— Start of Stored rows —

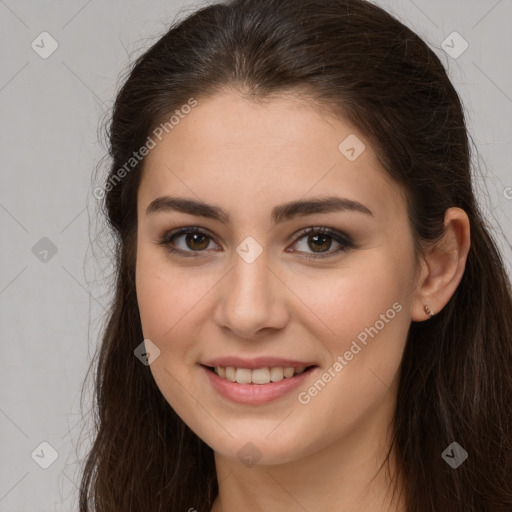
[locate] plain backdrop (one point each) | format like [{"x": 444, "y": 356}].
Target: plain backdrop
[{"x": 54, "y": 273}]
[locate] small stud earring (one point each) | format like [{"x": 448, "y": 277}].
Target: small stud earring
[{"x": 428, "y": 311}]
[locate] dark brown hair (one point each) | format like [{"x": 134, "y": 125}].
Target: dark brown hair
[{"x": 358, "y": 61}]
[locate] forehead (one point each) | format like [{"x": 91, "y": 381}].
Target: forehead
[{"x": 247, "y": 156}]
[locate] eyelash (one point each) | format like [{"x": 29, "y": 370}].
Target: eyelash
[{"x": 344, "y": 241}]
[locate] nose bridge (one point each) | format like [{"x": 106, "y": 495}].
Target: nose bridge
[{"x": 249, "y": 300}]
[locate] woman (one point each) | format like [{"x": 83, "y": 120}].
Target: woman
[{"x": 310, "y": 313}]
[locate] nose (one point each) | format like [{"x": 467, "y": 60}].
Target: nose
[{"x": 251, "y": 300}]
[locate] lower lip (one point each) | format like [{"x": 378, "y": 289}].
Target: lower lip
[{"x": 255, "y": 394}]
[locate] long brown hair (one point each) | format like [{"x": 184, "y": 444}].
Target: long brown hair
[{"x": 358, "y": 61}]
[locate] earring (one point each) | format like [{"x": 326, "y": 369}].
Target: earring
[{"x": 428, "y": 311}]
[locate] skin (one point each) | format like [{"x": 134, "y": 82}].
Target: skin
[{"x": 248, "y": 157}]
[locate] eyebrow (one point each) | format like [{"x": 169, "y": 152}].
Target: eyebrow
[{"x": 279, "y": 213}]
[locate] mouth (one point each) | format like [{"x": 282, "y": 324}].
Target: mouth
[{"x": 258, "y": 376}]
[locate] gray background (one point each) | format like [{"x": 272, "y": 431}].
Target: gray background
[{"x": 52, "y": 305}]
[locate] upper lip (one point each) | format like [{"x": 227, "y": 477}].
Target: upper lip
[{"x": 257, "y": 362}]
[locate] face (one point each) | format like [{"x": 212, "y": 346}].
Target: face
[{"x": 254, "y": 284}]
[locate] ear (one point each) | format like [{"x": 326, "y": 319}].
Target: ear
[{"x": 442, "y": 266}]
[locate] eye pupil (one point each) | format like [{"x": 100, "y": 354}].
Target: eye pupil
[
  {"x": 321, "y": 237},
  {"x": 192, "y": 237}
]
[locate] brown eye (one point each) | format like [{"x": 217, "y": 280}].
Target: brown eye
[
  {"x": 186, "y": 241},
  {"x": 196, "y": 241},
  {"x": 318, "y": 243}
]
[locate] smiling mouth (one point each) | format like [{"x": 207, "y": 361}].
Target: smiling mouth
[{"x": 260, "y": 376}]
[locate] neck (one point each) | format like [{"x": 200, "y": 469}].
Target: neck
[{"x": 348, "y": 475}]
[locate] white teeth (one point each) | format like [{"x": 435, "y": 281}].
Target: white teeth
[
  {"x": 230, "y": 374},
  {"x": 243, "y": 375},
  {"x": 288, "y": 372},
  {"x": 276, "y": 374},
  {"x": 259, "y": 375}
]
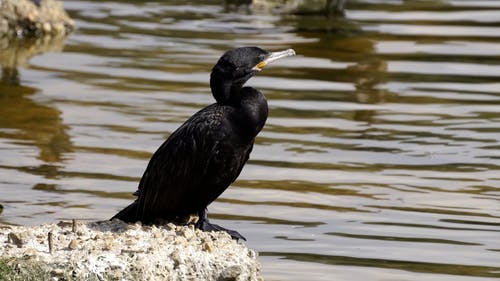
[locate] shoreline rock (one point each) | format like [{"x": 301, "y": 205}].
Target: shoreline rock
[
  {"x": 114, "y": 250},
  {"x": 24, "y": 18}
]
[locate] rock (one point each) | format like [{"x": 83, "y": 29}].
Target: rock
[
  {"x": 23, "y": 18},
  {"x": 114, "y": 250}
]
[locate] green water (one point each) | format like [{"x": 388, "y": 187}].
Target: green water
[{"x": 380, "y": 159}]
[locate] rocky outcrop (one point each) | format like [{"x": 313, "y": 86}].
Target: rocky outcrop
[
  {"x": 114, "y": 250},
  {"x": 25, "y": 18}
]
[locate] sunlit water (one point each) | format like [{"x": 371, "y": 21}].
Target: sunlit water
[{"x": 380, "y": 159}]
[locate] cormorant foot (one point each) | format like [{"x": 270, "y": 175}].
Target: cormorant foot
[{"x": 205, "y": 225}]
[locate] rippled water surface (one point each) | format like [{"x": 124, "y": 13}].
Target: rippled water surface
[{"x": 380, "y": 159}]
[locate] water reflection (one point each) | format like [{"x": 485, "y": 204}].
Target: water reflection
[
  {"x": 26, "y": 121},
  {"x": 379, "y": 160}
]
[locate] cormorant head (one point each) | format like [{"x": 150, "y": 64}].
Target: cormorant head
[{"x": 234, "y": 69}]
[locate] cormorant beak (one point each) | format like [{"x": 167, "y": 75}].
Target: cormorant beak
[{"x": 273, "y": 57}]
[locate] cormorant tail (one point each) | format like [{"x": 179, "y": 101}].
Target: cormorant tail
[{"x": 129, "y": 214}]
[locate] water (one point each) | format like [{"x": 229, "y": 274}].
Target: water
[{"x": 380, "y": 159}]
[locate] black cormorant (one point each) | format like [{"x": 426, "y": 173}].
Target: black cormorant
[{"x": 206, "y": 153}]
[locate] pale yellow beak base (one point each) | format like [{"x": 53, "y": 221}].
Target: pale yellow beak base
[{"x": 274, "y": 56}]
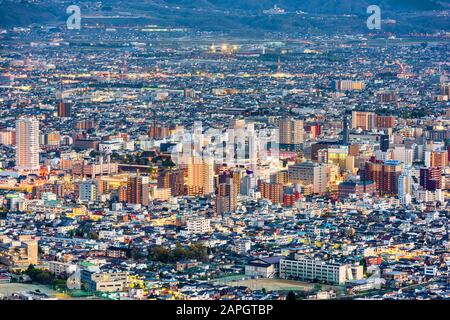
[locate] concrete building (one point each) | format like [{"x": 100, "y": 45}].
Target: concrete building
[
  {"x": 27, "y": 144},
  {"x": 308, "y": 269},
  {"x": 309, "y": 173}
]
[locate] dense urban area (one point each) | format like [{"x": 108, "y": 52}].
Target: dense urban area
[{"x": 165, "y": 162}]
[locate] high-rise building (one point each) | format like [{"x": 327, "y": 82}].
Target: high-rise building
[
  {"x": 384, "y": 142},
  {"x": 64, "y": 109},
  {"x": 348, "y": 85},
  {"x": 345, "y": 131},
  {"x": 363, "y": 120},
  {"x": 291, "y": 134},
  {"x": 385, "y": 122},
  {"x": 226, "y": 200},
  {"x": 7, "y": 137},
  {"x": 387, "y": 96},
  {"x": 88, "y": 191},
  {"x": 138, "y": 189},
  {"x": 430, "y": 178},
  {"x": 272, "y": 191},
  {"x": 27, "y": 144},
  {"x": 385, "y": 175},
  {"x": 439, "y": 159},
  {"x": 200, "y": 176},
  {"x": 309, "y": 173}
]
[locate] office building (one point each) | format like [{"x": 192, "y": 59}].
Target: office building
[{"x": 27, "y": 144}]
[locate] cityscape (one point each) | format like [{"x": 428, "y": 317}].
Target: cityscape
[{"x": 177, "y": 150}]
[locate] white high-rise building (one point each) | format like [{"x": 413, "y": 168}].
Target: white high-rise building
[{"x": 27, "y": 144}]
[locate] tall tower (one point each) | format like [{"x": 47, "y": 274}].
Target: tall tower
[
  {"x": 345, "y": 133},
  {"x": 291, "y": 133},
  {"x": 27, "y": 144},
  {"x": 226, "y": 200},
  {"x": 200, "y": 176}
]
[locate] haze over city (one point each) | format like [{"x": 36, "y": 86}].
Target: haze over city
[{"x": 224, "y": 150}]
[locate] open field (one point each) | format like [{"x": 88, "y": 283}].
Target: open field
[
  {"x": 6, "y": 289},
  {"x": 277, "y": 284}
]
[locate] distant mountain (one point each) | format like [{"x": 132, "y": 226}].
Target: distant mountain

— End of Stored rows —

■ **Do this**: Can you write out all of the material again, substituting "one point per match" for every "one point each" and changing nothing else? Leave the pictures out.

■ **Exercise response**:
[locate] plain backdrop (one point per match) | format like [{"x": 444, "y": 356}].
Target: plain backdrop
[{"x": 54, "y": 273}]
[locate] small stud earring (one point per match) | format like [{"x": 448, "y": 277}].
Target: small stud earring
[{"x": 428, "y": 311}]
[locate] dark brown hair (one point per match) | format like [{"x": 134, "y": 125}].
Target: dark brown hair
[{"x": 358, "y": 61}]
[locate] forehead (one point per match) | format like [{"x": 91, "y": 381}].
Target: forehead
[{"x": 247, "y": 156}]
[locate] eyelash (one point per match) | format like [{"x": 29, "y": 370}].
Target: eyelash
[{"x": 344, "y": 241}]
[locate] nose bridge (one point per match) | format like [{"x": 106, "y": 495}].
Target: nose bridge
[{"x": 249, "y": 300}]
[locate] woman (one point per match) | format like [{"x": 83, "y": 120}].
Target: woman
[{"x": 310, "y": 313}]
[locate] nose (one point per match) | format like [{"x": 467, "y": 60}].
Target: nose
[{"x": 251, "y": 300}]
[locate] lower lip (one point per match) | format like [{"x": 378, "y": 289}].
Target: lower lip
[{"x": 255, "y": 394}]
[locate] long brown hair (one point per match) | format like [{"x": 184, "y": 444}].
Target: long brown hair
[{"x": 358, "y": 61}]
[locate] earring (one point per match) | format like [{"x": 326, "y": 369}].
Target: earring
[{"x": 428, "y": 311}]
[locate] skin (one point per match) | format like [{"x": 134, "y": 82}].
Target: skin
[{"x": 248, "y": 157}]
[locate] eyebrow (one point per match) | format like [{"x": 169, "y": 152}].
Target: eyebrow
[{"x": 279, "y": 213}]
[locate] mouth (one point per match) | format like [{"x": 282, "y": 324}].
Target: mouth
[{"x": 258, "y": 376}]
[locate] gray background (one point per match) | format like [{"x": 272, "y": 431}].
Target: gray background
[{"x": 52, "y": 305}]
[locate] upper lip (one point per match) | format like [{"x": 227, "y": 477}].
Target: upper lip
[{"x": 257, "y": 362}]
[locate] face (one point per match) | format like [{"x": 212, "y": 346}].
Target: face
[{"x": 254, "y": 284}]
[locate] ear (one point per match) | format like [{"x": 326, "y": 319}].
Target: ear
[{"x": 442, "y": 266}]
[locate] eye pupil (one point per match) | format like [{"x": 100, "y": 354}].
Target: eye pupil
[
  {"x": 321, "y": 237},
  {"x": 192, "y": 237}
]
[locate] brown eye (one point per match) | format like [{"x": 217, "y": 280}].
Target: brown eye
[
  {"x": 186, "y": 241},
  {"x": 196, "y": 241},
  {"x": 318, "y": 243}
]
[locate] smiling mouth (one point per match) | format like [{"x": 207, "y": 361}].
Target: smiling mouth
[{"x": 260, "y": 376}]
[locate] neck (one point per match) | format like [{"x": 200, "y": 469}].
Target: neck
[{"x": 348, "y": 475}]
[locate] white teeth (one point per match) | format like [{"x": 435, "y": 281}].
Target: white teeth
[
  {"x": 230, "y": 374},
  {"x": 243, "y": 375},
  {"x": 288, "y": 372},
  {"x": 276, "y": 374},
  {"x": 259, "y": 375}
]
[locate] shoreline rock (one point per match) | format like [{"x": 301, "y": 205}].
Target: shoreline rock
[
  {"x": 114, "y": 250},
  {"x": 24, "y": 18}
]
[locate] rock (one point per match) | format like [{"x": 83, "y": 29}].
Target: rock
[
  {"x": 23, "y": 18},
  {"x": 114, "y": 250}
]
[locate] green water (one point per match) | format like [{"x": 388, "y": 187}].
Target: green water
[{"x": 380, "y": 159}]
[locate] rocky outcrop (one point per match) | format like [{"x": 313, "y": 86}].
Target: rocky outcrop
[
  {"x": 114, "y": 250},
  {"x": 25, "y": 18}
]
[locate] sunlit water (one point per match) | format like [{"x": 371, "y": 21}].
Target: sunlit water
[{"x": 380, "y": 159}]
[locate] cormorant foot (one point per match) | format like [{"x": 270, "y": 175}].
Target: cormorant foot
[{"x": 205, "y": 225}]
[locate] rippled water surface (one point per match) | format like [{"x": 124, "y": 13}].
Target: rippled water surface
[{"x": 380, "y": 159}]
[locate] water reflection (one point per match) | format like [{"x": 485, "y": 204}].
Target: water reflection
[
  {"x": 26, "y": 121},
  {"x": 379, "y": 160}
]
[locate] cormorant head (one point per match) | format like [{"x": 150, "y": 64}].
Target: cormorant head
[{"x": 234, "y": 69}]
[locate] cormorant beak (one point per match) | format like [{"x": 167, "y": 75}].
Target: cormorant beak
[{"x": 273, "y": 57}]
[locate] cormorant tail (one point per match) | format like [{"x": 179, "y": 101}].
Target: cormorant tail
[{"x": 129, "y": 214}]
[locate] water (one point per match) | format like [{"x": 229, "y": 274}].
Target: water
[{"x": 380, "y": 159}]
[locate] black cormorant (one point per match) | format like [{"x": 426, "y": 173}].
Target: black cormorant
[{"x": 206, "y": 153}]
[locate] pale yellow beak base (one point per match) | format like [{"x": 53, "y": 221}].
Target: pale yellow beak base
[{"x": 274, "y": 56}]
[locate] concrete building (one point per match) | format like [{"x": 100, "y": 45}].
Target: concrete building
[
  {"x": 27, "y": 144},
  {"x": 308, "y": 269},
  {"x": 309, "y": 173}
]
[locate] dense urban area (one point per match) | format like [{"x": 108, "y": 52}].
Target: dense urban area
[{"x": 165, "y": 162}]
[locate] high-rise building (one point per match) | format like [{"x": 327, "y": 82}].
Target: high-rise building
[
  {"x": 384, "y": 142},
  {"x": 64, "y": 109},
  {"x": 348, "y": 85},
  {"x": 345, "y": 131},
  {"x": 363, "y": 120},
  {"x": 291, "y": 134},
  {"x": 385, "y": 122},
  {"x": 226, "y": 200},
  {"x": 7, "y": 137},
  {"x": 387, "y": 96},
  {"x": 88, "y": 191},
  {"x": 138, "y": 189},
  {"x": 430, "y": 178},
  {"x": 272, "y": 191},
  {"x": 27, "y": 144},
  {"x": 385, "y": 175},
  {"x": 439, "y": 159},
  {"x": 200, "y": 176},
  {"x": 309, "y": 173}
]
[locate] office building (one point per match) | format like [{"x": 192, "y": 59}].
Target: office building
[{"x": 27, "y": 144}]
[locate] cityscape (one point per match) | format like [{"x": 428, "y": 317}].
Target: cityscape
[{"x": 177, "y": 150}]
[locate] white high-rise building (one point per match) | format like [{"x": 413, "y": 168}].
Target: white high-rise building
[{"x": 27, "y": 144}]
[locate] tall tower (one point per match) | format like [{"x": 47, "y": 274}].
Target: tall tower
[
  {"x": 345, "y": 133},
  {"x": 291, "y": 133},
  {"x": 27, "y": 144},
  {"x": 226, "y": 200},
  {"x": 200, "y": 176}
]
[locate] haze over city (one point per match) | format like [{"x": 36, "y": 86}].
Target: haze over city
[{"x": 224, "y": 150}]
[locate] open field (one point per match) | format like [{"x": 88, "y": 283}].
Target: open field
[
  {"x": 6, "y": 289},
  {"x": 277, "y": 284}
]
[locate] distant mountain (one point per match) | format like [{"x": 132, "y": 226}].
Target: distant mountain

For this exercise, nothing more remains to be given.